EXTRACTED RECORDS Start Marker
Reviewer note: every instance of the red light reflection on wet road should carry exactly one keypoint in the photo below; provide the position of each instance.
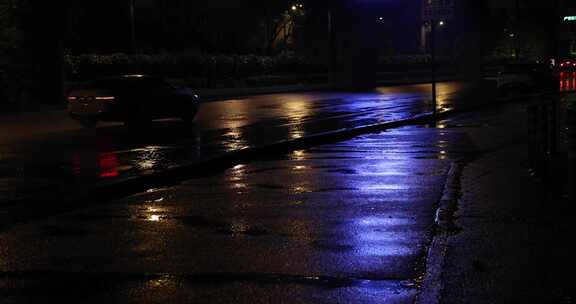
(567, 81)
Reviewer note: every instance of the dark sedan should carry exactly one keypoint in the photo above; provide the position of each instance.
(133, 99)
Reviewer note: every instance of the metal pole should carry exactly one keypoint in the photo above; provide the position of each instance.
(433, 55)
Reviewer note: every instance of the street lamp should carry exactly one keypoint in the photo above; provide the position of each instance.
(132, 25)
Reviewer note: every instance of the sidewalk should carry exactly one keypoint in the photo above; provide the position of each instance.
(509, 238)
(347, 222)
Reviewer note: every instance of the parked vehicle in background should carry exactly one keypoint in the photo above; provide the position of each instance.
(567, 65)
(133, 99)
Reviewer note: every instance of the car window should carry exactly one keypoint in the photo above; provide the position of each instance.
(131, 84)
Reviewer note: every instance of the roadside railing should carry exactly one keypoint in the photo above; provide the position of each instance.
(552, 139)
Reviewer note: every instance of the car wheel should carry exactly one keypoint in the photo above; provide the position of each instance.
(88, 123)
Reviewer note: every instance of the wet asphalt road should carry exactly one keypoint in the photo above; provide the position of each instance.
(340, 223)
(38, 156)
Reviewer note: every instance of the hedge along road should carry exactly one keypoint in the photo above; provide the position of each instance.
(69, 157)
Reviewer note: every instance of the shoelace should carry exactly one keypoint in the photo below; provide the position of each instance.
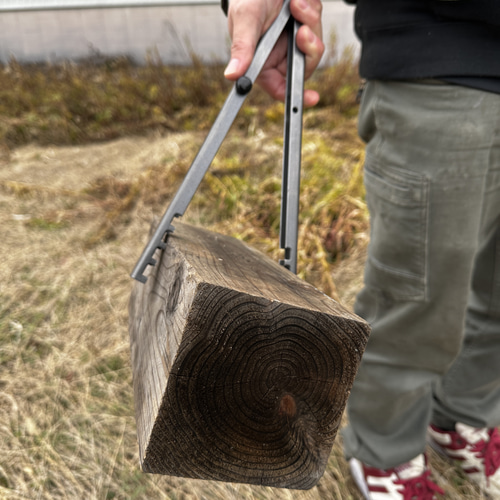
(419, 488)
(490, 453)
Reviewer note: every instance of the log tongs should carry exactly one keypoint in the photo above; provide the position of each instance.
(291, 153)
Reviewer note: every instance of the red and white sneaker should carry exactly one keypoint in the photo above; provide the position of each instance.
(476, 450)
(409, 481)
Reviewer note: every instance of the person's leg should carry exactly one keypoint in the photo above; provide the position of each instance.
(470, 391)
(428, 151)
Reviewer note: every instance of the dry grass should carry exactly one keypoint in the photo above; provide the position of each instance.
(74, 221)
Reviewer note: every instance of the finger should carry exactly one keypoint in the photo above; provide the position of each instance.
(312, 46)
(310, 35)
(245, 26)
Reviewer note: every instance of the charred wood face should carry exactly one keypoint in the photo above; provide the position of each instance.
EXTRACTED RECORDS End Marker
■ DESCRIPTION OF THE TASK: Every line from the one containing "Reviewer note: every instance of the red and" through the last line of the entries should be output exactly; nothing else belongs in the reply.

■ FINISHED TASK:
Reviewer note: every instance of the red and white sneaker should carry exactly one keypoint in the photo above; provide the position of each instance.
(476, 450)
(409, 481)
Reviewer note: every instance of the person's leg should carry exactly one keypoint in the photo above; provide the position of each instance.
(470, 391)
(428, 151)
Reviewer note: every instance of the dry grass should carry exactly one keypoint in the photo above; provide the position of each instance.
(74, 221)
Reviewer note: every instance of the finger should carry exactly one keypoint in the photo above; provide the position of each instance.
(312, 46)
(310, 35)
(245, 26)
Reviewer note: every instance of the charred wood face should carry exactly one keypoint in the photo above; provide the position of each instance.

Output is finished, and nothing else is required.